* [Direction]
Show each line below that contains the word "hazy", copying every such line in full.

* [Data for this task]
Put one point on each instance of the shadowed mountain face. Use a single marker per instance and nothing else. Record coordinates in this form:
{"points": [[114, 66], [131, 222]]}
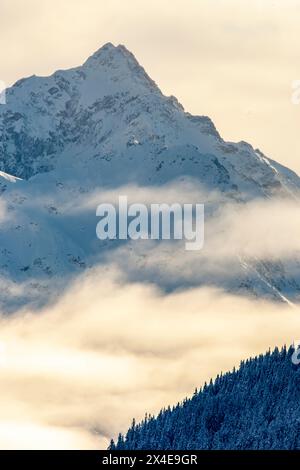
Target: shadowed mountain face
{"points": [[94, 130]]}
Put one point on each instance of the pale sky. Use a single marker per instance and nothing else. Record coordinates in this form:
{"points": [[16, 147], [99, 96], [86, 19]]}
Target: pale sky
{"points": [[233, 60]]}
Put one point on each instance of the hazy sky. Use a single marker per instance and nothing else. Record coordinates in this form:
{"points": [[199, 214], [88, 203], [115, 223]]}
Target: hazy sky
{"points": [[234, 60]]}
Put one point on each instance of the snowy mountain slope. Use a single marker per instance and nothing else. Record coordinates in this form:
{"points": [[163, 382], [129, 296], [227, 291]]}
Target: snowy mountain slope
{"points": [[99, 127]]}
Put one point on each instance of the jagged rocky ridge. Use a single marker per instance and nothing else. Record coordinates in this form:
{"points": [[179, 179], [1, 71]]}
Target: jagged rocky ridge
{"points": [[99, 127]]}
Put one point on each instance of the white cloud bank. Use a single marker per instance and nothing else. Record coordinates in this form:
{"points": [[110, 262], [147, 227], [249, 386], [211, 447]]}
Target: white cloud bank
{"points": [[76, 373]]}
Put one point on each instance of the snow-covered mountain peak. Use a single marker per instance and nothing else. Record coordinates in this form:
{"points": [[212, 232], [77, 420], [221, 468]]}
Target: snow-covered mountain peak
{"points": [[121, 65]]}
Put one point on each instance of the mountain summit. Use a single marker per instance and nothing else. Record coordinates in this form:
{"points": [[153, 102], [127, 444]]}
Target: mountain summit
{"points": [[103, 126]]}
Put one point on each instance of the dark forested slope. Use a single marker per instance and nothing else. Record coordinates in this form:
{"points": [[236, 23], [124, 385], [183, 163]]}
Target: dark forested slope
{"points": [[255, 407]]}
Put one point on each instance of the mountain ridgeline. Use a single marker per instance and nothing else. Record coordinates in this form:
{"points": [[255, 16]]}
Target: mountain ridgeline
{"points": [[92, 132], [254, 407]]}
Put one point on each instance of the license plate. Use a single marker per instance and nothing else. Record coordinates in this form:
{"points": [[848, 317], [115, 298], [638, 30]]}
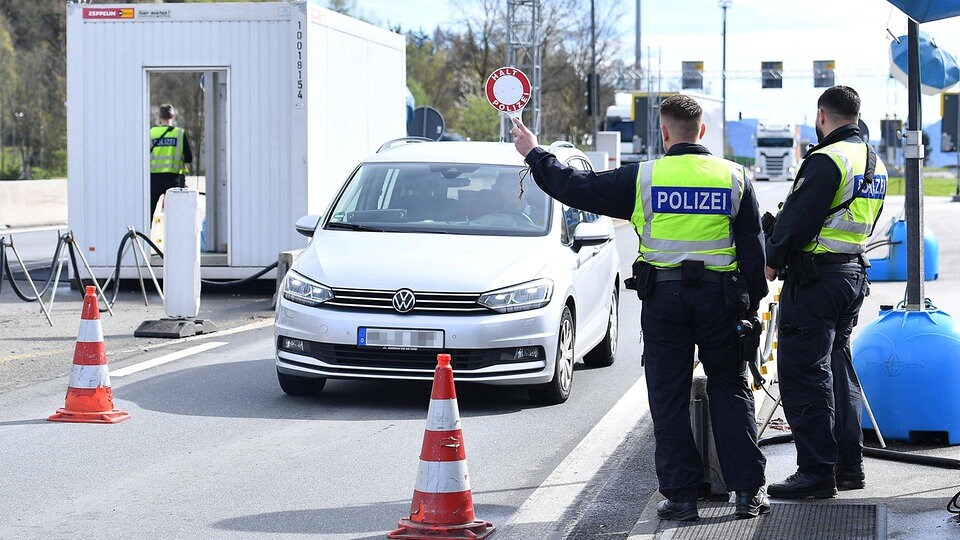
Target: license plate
{"points": [[390, 338]]}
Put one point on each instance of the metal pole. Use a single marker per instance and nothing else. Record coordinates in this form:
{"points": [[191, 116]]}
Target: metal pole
{"points": [[33, 286], [724, 4], [146, 260], [956, 148], [594, 85], [136, 258], [86, 265], [637, 49], [913, 153]]}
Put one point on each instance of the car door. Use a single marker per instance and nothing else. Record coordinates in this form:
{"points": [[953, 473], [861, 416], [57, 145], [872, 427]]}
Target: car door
{"points": [[591, 276]]}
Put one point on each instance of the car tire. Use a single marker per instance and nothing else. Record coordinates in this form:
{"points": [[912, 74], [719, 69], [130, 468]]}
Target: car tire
{"points": [[293, 385], [558, 390], [605, 353]]}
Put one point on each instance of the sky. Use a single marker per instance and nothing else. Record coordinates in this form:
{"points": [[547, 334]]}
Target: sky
{"points": [[854, 33]]}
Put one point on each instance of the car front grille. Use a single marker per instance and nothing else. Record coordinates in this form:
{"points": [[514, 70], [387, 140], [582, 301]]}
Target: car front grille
{"points": [[353, 356], [427, 302], [775, 165]]}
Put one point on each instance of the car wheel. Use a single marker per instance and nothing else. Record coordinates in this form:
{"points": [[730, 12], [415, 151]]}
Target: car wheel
{"points": [[605, 353], [558, 390], [293, 385]]}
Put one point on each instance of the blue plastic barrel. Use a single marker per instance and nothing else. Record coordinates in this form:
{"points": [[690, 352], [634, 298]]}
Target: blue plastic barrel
{"points": [[893, 267], [909, 367]]}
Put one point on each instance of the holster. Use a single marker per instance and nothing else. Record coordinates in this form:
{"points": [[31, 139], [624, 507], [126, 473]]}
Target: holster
{"points": [[691, 272], [802, 268], [642, 279], [767, 223], [736, 293]]}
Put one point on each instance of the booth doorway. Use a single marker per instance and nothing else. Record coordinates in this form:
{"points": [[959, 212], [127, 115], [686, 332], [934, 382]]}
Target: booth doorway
{"points": [[201, 100]]}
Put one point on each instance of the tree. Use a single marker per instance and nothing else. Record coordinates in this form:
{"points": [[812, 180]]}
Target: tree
{"points": [[478, 121]]}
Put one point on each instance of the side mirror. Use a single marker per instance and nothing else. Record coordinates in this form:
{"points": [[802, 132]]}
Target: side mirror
{"points": [[307, 224], [591, 234]]}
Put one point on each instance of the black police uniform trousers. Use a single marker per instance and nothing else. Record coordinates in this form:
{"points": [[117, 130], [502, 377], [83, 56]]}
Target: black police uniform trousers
{"points": [[820, 390], [674, 318]]}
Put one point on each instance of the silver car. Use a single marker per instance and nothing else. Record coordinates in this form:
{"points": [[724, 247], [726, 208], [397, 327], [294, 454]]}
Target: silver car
{"points": [[445, 247]]}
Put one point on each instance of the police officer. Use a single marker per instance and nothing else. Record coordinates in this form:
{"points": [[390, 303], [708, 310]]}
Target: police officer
{"points": [[816, 244], [699, 270], [169, 154]]}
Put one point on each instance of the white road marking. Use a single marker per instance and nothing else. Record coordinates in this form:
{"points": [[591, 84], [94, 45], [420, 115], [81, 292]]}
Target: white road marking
{"points": [[136, 368], [559, 491]]}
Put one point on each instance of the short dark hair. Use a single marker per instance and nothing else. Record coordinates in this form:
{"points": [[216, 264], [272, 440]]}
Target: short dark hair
{"points": [[167, 111], [684, 114], [840, 102]]}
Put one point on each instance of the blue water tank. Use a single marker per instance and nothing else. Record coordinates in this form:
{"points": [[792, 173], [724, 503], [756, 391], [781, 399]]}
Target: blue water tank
{"points": [[894, 266], [909, 367]]}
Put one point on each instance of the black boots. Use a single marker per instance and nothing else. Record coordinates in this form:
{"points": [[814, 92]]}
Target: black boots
{"points": [[677, 511], [804, 485], [850, 479], [751, 504]]}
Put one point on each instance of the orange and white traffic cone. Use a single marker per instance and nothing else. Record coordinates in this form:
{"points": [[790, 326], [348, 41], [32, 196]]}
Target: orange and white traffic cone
{"points": [[89, 396], [442, 506]]}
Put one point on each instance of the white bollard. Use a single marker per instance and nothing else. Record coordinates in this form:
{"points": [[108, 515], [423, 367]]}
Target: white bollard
{"points": [[181, 257]]}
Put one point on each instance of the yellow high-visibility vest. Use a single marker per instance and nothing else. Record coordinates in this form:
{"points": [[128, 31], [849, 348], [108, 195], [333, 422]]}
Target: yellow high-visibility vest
{"points": [[685, 210], [847, 230], [167, 153]]}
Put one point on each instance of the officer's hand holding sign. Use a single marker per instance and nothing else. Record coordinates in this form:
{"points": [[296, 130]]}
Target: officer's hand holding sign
{"points": [[523, 139]]}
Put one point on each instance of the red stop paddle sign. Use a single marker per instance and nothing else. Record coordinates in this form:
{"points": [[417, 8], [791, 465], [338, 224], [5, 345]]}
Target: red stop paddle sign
{"points": [[508, 90]]}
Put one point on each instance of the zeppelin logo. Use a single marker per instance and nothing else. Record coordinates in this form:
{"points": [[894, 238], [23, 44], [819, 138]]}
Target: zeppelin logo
{"points": [[875, 190], [679, 200], [107, 13]]}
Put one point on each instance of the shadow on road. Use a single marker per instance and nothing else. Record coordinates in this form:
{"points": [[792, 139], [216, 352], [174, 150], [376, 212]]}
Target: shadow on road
{"points": [[334, 520], [250, 390]]}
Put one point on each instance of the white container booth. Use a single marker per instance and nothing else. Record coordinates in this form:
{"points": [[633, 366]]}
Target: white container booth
{"points": [[283, 100]]}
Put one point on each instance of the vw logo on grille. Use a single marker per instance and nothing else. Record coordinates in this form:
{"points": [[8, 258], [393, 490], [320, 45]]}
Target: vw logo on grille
{"points": [[404, 300]]}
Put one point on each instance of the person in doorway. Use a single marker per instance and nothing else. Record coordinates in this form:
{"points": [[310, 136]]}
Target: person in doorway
{"points": [[816, 244], [699, 271], [169, 155]]}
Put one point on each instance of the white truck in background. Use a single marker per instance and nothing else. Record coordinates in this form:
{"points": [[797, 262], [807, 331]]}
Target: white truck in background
{"points": [[778, 152], [636, 116]]}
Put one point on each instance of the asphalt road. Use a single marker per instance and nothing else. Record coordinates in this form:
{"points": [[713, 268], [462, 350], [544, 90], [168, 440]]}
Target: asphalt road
{"points": [[214, 449]]}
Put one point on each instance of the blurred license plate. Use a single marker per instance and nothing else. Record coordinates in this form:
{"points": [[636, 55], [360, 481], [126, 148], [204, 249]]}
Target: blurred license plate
{"points": [[400, 339]]}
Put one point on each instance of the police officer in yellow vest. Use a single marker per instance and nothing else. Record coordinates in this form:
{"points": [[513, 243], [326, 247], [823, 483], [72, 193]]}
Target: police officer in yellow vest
{"points": [[169, 154], [700, 270], [816, 246]]}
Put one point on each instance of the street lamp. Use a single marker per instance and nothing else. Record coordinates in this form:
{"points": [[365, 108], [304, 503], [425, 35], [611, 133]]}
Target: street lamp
{"points": [[724, 4]]}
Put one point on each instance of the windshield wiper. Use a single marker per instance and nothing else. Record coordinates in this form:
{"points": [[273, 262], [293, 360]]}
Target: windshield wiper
{"points": [[353, 227]]}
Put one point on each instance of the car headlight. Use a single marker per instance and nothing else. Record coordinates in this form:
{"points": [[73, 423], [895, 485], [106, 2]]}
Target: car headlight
{"points": [[526, 296], [301, 290]]}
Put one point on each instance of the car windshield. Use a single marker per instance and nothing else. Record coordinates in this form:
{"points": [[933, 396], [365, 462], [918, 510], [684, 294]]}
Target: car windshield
{"points": [[451, 198]]}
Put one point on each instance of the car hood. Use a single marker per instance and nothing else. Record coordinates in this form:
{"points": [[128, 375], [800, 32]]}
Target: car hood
{"points": [[424, 262]]}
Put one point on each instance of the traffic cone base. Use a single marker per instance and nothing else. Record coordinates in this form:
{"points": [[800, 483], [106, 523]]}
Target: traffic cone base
{"points": [[442, 505], [409, 530], [89, 395]]}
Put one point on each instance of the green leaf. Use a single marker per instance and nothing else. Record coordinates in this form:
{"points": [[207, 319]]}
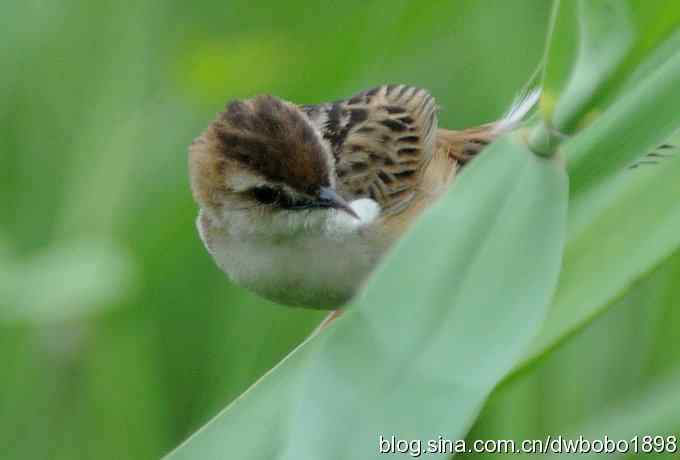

* [Solution to this task]
Put one point on each instance of the hazy sky. Use a single marker per instance and nothing else. Record coordinates in this form:
Target: hazy sky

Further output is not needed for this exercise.